### Study text
I thought I had my priorities all figured out. It was only on Sunday that I realised what my #1 priority in my life had to be. It goes without saying, but it's the only stable factor in my life. The only aspect in my life that always makes me feel safe, that reminds me that I'm loved. Isn't that the kind of path that we all want to take? The path that's stable and never-failing? I reckon this factor is different for everyone - but regardless of what this factor is, I believe that this aspect of someone's life that they hold as their highest PRIORITY needs to be something safe, right?

I don't know where this all came from? It's been on my mind the past few days. It's just interesting to think about, I reckon. Whether you're clinging to something strong and something that won't ever fail you.

This is the kind of stuff that goes through my mind. This is where I vent it. Feels good. Ok bye!
Nothing's ever gonna change the way I feel
The way it is, is the way that it was...
When I said I do
I meant that I will
'Till the end of all time

Kenny Lattimore & Chante Moore - When I said I Do

That's the song I was alluding to when I commented on Mindy's blog today. It really does have some beautiful lyrics but the verses just hurt it.

Sorry for the neglect aye. I've been pretty busy - I think. I figure that's a good stock excuse for not blogging for those who check in on me every so often.

Ok... so the happs:

I saw THE PASSION of the CHRIST on Wednesday. I'd review it but I've read two good reviews on it already - and those two pretty much sum it all up. But I guess for completeness...

I really liked it. I can't say I enjoyed it because watching it stirred up so much sorrow and shame in me. THAT'S what I believe it was about. We all know the story... but the Bible tells it so briefly. The Bible said "... and they scourged Him...". What did everyone expect? I don't know. Some people were touched, some people were heavily blinded by doubt and by all the controversy surrounding the film. People spent so much time looking for hints of anti-Semitism that they didn't see His mercy, and His love. That's what I think the movie was about. It was LOVE.

"There is no greater love than to lay down one’s life for one’s friends" John 15:13

What happened after that day...? Oh yes, I saw the girls on Friday night for a bit. We went to some hotel (location check?) lobby to have coffee and just talk. Apparently, I forgot to pay for my drink - OOPS! Sorry guys... next round's on me! How embarrassing is that? Anyway, I couldn't stay long because I had to meet some kids that came up from Melbourne for the weekend. We heard mass at Homebush, bonded, then retreated on home. That night Claire taught me how to do morning and evening prayers using the brieveries - that stuff's amazing!

This is how the rest of my weekend panned out:
SATURDAY
* PostADORE2004 Recollection at Homebush Saturday morning to around lunch time. We chilled out till everyone had to go to watch "The Passion..." again (some of the Melbournites hadn't seen it yet).

Stored records:
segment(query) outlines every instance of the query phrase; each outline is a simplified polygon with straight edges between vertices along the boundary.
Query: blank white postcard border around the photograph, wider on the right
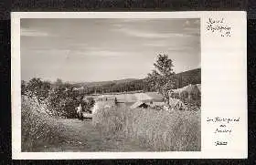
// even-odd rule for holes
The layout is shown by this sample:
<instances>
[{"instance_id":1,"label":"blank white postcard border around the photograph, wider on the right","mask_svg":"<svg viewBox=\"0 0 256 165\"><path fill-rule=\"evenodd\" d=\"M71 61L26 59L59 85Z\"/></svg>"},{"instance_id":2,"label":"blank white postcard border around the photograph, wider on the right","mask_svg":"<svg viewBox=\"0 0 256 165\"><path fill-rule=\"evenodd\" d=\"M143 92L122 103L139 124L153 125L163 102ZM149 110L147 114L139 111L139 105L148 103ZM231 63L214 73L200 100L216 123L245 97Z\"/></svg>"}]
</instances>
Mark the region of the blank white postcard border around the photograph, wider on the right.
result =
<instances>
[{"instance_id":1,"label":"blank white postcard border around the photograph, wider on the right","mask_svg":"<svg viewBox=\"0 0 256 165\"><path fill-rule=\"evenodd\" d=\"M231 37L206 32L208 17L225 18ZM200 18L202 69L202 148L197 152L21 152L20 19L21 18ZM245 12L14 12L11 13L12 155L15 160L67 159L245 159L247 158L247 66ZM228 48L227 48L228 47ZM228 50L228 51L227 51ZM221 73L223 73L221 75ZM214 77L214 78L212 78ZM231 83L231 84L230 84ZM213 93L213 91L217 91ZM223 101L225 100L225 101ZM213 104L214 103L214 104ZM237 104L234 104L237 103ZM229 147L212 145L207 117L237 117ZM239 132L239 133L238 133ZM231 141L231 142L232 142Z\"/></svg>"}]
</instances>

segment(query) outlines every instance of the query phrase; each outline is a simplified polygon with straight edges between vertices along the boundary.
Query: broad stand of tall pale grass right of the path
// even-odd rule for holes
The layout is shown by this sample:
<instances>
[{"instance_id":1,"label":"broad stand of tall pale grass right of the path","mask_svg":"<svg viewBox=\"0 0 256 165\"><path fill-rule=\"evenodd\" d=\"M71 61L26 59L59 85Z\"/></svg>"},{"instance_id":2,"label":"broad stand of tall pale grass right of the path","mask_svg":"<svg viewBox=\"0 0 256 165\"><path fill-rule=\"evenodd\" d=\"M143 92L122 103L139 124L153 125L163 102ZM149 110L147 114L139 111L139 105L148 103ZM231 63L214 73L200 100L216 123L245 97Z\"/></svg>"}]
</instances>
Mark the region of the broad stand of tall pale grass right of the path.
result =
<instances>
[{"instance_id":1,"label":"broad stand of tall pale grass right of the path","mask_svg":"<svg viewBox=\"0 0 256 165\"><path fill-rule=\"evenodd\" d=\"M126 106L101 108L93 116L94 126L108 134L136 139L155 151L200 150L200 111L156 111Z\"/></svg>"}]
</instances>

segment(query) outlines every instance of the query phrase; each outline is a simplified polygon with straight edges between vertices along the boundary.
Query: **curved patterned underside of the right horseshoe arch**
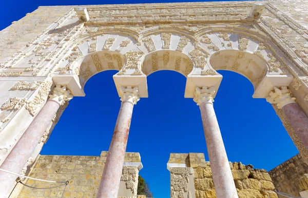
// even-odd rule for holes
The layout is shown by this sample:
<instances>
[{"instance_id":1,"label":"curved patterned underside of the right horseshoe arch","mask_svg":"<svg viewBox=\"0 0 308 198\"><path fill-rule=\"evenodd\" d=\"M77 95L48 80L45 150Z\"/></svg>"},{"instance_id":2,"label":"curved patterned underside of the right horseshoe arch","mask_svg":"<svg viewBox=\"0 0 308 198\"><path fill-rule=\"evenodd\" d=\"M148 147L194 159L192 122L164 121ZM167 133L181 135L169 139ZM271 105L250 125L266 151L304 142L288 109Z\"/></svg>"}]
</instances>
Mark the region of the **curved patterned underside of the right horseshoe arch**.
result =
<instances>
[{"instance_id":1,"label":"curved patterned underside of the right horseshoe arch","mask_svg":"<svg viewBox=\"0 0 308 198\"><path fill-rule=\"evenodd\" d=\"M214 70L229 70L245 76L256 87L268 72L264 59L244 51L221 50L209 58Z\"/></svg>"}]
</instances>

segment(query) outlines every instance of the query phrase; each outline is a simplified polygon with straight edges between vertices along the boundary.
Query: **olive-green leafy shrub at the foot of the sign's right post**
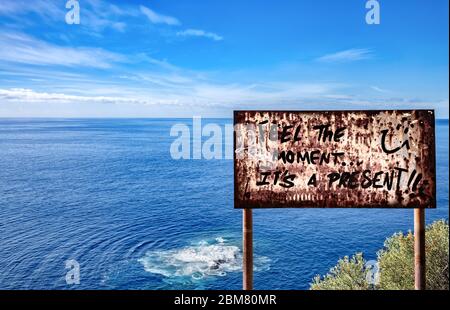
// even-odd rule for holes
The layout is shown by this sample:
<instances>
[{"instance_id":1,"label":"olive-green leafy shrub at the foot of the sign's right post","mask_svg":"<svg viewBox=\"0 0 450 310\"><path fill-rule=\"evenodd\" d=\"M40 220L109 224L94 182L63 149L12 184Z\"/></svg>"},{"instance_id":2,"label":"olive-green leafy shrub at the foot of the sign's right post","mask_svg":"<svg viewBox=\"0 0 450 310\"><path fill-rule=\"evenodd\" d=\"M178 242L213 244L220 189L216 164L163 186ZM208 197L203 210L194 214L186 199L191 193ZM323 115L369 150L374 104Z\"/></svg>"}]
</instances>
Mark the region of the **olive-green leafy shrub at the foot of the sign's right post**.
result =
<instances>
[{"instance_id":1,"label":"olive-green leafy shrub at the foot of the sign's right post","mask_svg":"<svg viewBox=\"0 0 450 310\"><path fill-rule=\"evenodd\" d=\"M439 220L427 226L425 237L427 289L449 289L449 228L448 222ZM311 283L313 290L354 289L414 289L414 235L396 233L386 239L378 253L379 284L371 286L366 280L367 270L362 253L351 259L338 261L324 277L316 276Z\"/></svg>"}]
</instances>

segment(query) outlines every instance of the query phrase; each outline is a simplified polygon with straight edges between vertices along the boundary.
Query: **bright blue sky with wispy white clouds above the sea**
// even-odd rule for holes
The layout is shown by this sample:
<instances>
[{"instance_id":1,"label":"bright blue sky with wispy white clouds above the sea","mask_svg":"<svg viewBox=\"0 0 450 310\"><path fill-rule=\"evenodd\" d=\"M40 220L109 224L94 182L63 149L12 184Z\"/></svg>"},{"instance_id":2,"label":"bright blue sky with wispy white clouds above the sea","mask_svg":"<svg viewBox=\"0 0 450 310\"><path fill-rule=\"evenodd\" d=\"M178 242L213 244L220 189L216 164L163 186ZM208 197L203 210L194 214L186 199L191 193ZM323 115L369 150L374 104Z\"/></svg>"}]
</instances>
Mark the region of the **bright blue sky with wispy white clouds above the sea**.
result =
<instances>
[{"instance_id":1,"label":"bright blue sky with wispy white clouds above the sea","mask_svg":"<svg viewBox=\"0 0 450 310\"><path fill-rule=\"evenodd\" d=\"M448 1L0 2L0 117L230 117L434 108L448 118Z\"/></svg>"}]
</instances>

### Instructions
1. On what day does the blog post say its writer saw THE PASSION of the CHRIST?
2. Please return a passage from the blog post word for word: begin at the words "What happened after" and stop after "that stuff's amazing!".

### Results for the exercise
1. Wednesday

2.
What happened after that day...? Oh yes, I saw the girls on Friday night for a bit. We went to some hotel (location check?) lobby to have coffee and just talk. Apparently, I forgot to pay for my drink - OOPS! Sorry guys... next round's on me! How embarrassing is that? Anyway, I couldn't stay long because I had to meet some kids that came up from Melbourne for the weekend. We heard mass at Homebush, bonded, then retreated on home. That night Claire taught me how to do morning and evening prayers using the brieveries - that stuff's amazing!